● WORK REQUIRED
Beginning with the line that holds "Target: concrete barrier wall" in the data below, give again every line through the one that holds "Target: distant high-rise building", exactly as written.

═════ RECORDS FOR PROCESSING

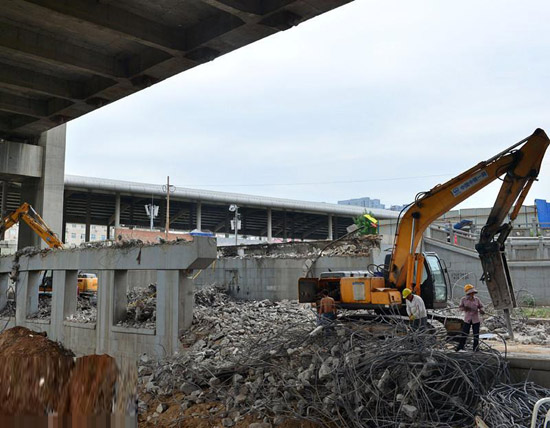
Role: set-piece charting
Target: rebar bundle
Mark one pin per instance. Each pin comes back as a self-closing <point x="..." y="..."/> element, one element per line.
<point x="512" y="405"/>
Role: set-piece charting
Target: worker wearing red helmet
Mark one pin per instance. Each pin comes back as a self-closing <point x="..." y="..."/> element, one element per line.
<point x="473" y="308"/>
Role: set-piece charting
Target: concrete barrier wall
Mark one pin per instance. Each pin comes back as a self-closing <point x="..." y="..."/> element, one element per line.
<point x="173" y="264"/>
<point x="271" y="278"/>
<point x="530" y="278"/>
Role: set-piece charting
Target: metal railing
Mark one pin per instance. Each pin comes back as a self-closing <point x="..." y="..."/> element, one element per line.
<point x="521" y="245"/>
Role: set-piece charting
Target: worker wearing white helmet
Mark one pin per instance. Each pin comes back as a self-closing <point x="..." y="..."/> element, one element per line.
<point x="416" y="309"/>
<point x="473" y="308"/>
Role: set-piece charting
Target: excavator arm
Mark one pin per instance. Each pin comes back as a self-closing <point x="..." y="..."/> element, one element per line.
<point x="520" y="167"/>
<point x="26" y="213"/>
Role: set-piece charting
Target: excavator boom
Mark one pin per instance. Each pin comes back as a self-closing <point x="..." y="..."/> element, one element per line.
<point x="520" y="166"/>
<point x="26" y="213"/>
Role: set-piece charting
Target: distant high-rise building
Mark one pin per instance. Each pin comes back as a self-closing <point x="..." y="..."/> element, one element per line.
<point x="396" y="207"/>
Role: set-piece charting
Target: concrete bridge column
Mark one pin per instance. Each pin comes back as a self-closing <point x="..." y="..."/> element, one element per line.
<point x="4" y="284"/>
<point x="269" y="225"/>
<point x="64" y="298"/>
<point x="26" y="293"/>
<point x="174" y="307"/>
<point x="105" y="297"/>
<point x="3" y="203"/>
<point x="45" y="194"/>
<point x="199" y="216"/>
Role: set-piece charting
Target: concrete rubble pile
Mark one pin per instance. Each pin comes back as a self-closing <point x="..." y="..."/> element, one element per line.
<point x="359" y="245"/>
<point x="86" y="310"/>
<point x="9" y="310"/>
<point x="142" y="308"/>
<point x="44" y="307"/>
<point x="270" y="360"/>
<point x="536" y="333"/>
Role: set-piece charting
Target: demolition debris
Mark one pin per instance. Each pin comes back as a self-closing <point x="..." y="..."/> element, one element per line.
<point x="268" y="361"/>
<point x="358" y="245"/>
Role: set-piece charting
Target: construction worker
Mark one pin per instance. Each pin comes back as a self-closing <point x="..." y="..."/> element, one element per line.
<point x="327" y="309"/>
<point x="473" y="308"/>
<point x="416" y="309"/>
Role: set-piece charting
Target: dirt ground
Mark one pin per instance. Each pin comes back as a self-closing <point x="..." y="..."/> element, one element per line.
<point x="204" y="415"/>
<point x="40" y="377"/>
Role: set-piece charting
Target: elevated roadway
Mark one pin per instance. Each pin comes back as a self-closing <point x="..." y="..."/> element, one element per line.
<point x="116" y="203"/>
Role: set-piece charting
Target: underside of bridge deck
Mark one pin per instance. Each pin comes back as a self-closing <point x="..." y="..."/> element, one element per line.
<point x="60" y="59"/>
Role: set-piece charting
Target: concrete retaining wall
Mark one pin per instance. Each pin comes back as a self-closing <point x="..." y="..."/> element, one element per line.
<point x="530" y="278"/>
<point x="271" y="278"/>
<point x="173" y="264"/>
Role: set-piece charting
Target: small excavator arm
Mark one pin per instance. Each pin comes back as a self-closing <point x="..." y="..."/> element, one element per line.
<point x="26" y="213"/>
<point x="520" y="166"/>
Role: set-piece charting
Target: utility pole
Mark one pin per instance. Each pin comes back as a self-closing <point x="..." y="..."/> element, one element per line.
<point x="152" y="211"/>
<point x="168" y="189"/>
<point x="235" y="209"/>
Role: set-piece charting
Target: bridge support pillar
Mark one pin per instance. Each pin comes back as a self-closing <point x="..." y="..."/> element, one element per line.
<point x="199" y="216"/>
<point x="45" y="194"/>
<point x="269" y="226"/>
<point x="3" y="203"/>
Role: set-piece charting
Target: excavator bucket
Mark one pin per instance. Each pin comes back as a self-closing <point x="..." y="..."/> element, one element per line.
<point x="496" y="275"/>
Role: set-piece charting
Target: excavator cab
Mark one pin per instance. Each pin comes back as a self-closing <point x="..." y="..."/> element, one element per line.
<point x="435" y="283"/>
<point x="367" y="290"/>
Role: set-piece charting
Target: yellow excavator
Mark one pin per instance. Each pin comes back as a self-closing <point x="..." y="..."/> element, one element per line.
<point x="86" y="282"/>
<point x="518" y="165"/>
<point x="27" y="213"/>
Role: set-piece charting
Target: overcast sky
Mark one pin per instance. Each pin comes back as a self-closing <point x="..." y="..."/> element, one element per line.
<point x="378" y="99"/>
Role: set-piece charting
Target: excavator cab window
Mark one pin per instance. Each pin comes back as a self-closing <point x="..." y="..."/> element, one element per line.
<point x="438" y="278"/>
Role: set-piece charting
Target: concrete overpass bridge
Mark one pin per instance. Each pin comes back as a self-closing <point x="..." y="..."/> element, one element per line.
<point x="61" y="59"/>
<point x="115" y="203"/>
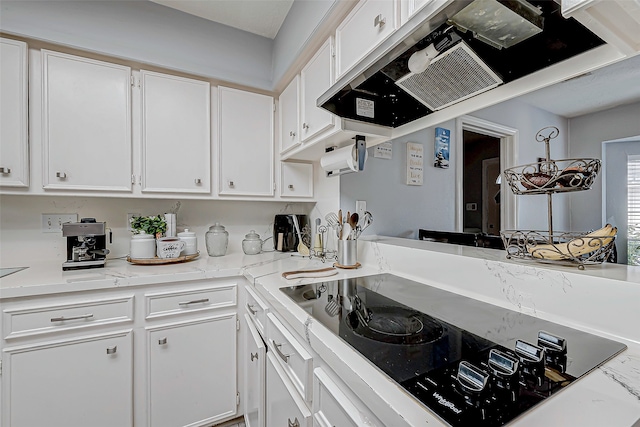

══════════

● ANSWER TO THIS EXERCISE
Target: concrete barrier wall
Mark one pin per instance. Each pin comes back as a self-closing <point x="..." y="..."/> element, one element per line.
<point x="173" y="264"/>
<point x="271" y="278"/>
<point x="530" y="278"/>
Role: set-piece charting
Target: metal railing
Mark one pin per instance. Each pin comes back as a self-closing <point x="..." y="..."/> element, one element per line.
<point x="521" y="245"/>
Role: set-piece charting
Target: worker wearing white helmet
Mark one pin per instance. Each pin comes back as a self-closing <point x="..." y="..."/> element, one element per line.
<point x="416" y="309"/>
<point x="473" y="308"/>
Role: set-piece charting
Target: excavator arm
Mark one pin per instance. Each pin comes back as a self-closing <point x="..." y="..."/> element, one element per line.
<point x="520" y="167"/>
<point x="26" y="213"/>
Role: set-piece charting
Target: excavator boom
Mark one pin per instance. Each pin comes back as a self-closing <point x="..." y="..."/> element, one element per line.
<point x="520" y="166"/>
<point x="26" y="213"/>
Role: set-piece charting
Target: distant high-rise building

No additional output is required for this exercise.